== Work request ==
Check every line below for the word "window" and copy each one that has it.

== Input ==
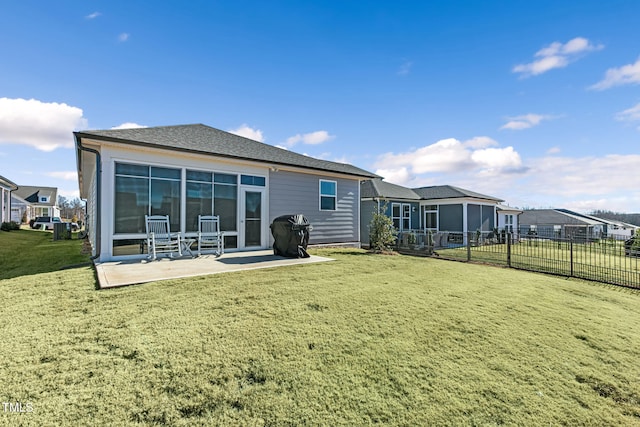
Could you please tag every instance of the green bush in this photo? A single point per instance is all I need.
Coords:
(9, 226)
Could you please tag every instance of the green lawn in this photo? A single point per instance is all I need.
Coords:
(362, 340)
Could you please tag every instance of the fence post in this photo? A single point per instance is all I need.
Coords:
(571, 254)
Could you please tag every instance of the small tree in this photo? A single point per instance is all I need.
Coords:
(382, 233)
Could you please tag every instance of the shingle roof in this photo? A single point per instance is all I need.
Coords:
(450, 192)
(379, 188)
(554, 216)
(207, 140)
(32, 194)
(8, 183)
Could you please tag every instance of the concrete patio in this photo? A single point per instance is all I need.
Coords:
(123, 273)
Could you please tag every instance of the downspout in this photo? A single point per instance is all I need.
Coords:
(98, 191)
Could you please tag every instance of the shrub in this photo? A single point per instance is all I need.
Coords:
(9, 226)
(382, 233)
---
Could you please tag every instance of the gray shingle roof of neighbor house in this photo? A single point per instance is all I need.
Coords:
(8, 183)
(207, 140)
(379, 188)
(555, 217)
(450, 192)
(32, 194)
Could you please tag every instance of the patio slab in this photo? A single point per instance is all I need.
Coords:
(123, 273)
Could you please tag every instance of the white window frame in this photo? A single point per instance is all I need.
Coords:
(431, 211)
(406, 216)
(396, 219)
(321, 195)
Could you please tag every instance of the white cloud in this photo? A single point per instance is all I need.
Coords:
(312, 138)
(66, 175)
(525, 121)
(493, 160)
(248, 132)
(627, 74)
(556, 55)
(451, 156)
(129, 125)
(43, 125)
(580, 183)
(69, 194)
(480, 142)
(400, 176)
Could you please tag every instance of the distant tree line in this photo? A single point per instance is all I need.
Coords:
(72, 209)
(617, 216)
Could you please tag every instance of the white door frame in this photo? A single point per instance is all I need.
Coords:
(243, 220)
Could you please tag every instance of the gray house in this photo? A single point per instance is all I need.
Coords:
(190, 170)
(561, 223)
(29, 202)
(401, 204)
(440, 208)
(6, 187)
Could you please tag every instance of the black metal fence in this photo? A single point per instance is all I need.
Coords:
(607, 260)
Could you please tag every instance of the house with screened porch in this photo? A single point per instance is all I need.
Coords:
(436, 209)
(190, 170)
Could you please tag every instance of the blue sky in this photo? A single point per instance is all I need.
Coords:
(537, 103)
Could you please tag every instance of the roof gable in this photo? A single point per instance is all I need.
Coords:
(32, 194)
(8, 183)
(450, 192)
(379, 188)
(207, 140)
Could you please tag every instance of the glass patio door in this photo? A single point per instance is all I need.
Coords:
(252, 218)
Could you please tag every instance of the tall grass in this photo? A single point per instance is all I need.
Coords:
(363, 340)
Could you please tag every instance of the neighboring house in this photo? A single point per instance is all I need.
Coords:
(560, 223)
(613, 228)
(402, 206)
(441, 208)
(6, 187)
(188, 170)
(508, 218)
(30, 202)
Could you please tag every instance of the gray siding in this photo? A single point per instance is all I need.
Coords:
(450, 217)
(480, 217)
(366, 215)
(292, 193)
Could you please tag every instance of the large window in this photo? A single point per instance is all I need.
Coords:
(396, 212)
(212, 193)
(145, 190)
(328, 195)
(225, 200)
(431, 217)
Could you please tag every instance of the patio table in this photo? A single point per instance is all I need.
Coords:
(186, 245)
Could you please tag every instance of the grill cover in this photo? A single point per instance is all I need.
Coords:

== Answer box ==
Could you please tag every instance of the white window frame in this photo? A single point per instance is all I need.
Could you please tag every instance of the large window in this photo? A single point per instance is all I need.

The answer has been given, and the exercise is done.